• _DOCUMENT EXTRACT_:
As Hargreaves Lansdown analyst Keith Bowman tells just-food: “Wal-Mart appear to have gone for a safe and trusted pair of hands.”
Clarke’s promotion also seems to confirm that Wal-Mart’s top brass is confident that its UK arm is on the right strategic track.
Certainly, Asda is one of Wal-Mart’s most profitable international operations. However, concerns over slowing sales growth and declining market share have hounded the UK supermarket group of late.
For the 12 weeks to 18 April, Asda’s 2.5% revenue growth was behind Morrison at 6.6%, Sainsbury 4.1% and Tesco‘s 3.7%, according to Kantar Worldpanel data.
The company also saw its market share dip slightly – falling to 16.9% from 17% a year earlier – while all three of its major rivals were able to grow share during the period.
Kantar claims that Asda’s fortunes have soured because UK consumers are returning to premium products as the country moves out of recession and confidence returns.
“We’re seeing a sustained return to premium buying behaviour, which does not support Asda’s ‘value’ proposition,” Edward Garner, communications director for Kantar Worldpanel, suggests.
Asda has responded by switching its focus from deep discounting and promotions to offering every day low prices and, last month, Asda launched a “cast-iron promise” that consumers will not find their shopping cheaper elsewhere.
However, this EDLP focus could prove a challenge given the promotional nature of the market, RBS analyst Justin Scarborough warns.

• _INFORMATION SUPPLIED_:
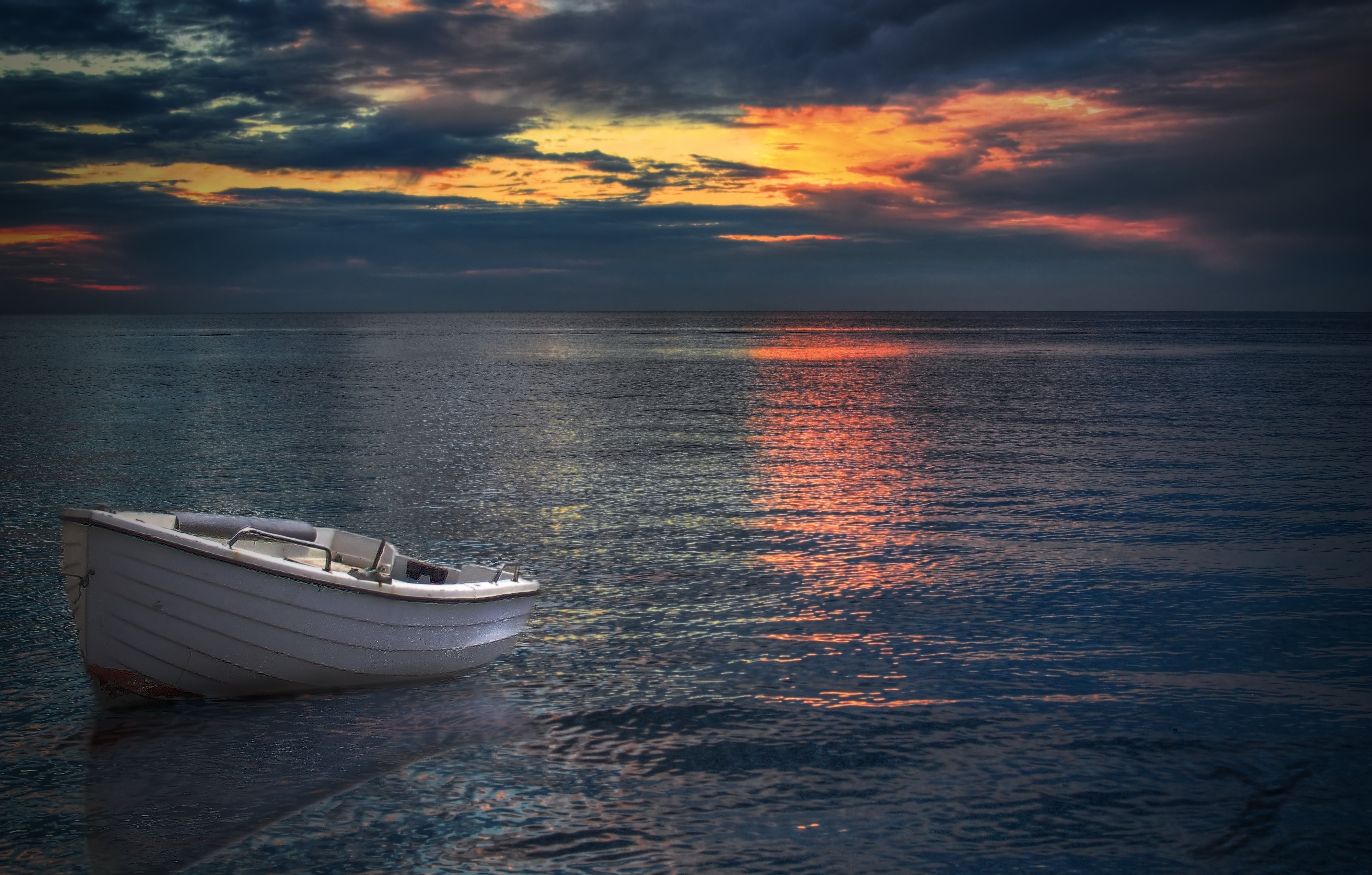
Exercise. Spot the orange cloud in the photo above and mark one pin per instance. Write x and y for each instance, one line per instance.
(892, 162)
(44, 235)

• _WRITTEN TASK 1_: According to the article on Asda's sales, what was Asda's revenue growth for the 12 weeks to 18 April?
• _WRITTEN TASK 2_: Pick up the article on Asda's sales after its final sentence and continue it.

• _FINAL ANSWER 1_: 2.5%

• _FINAL ANSWER 2_:
“The EDLP focus may be the right thing but while everyone is still promoting strongly and while consumers still search for offers, then Asda has little choice in my opinion but to join in.”
At a recent investor day, management also outlined plans to consolidate Asda’s position as the country’s number two food retailer and number one in non-food.
The company said that it would open 100 smaller supermarkets and improve its online retail offering over the next five years in a bid to become a stronger multi-channel and multi-format retailer.
In this way, Asda management suggested that it expects to generate sales “ahead of the market” between now and 2015.
Given Asda’s detailed plan to drive growth over the next five years, the internal appointment of Clarke suggests that we are unlikely to see any significant shift in the company’s strategic direction, at least in the near-term.
In naming Clarke as CEO, Wal-Mart has sent a clear signal of its confidence in Asda’s prospects and the ability of the existing management team to deliver on its promises.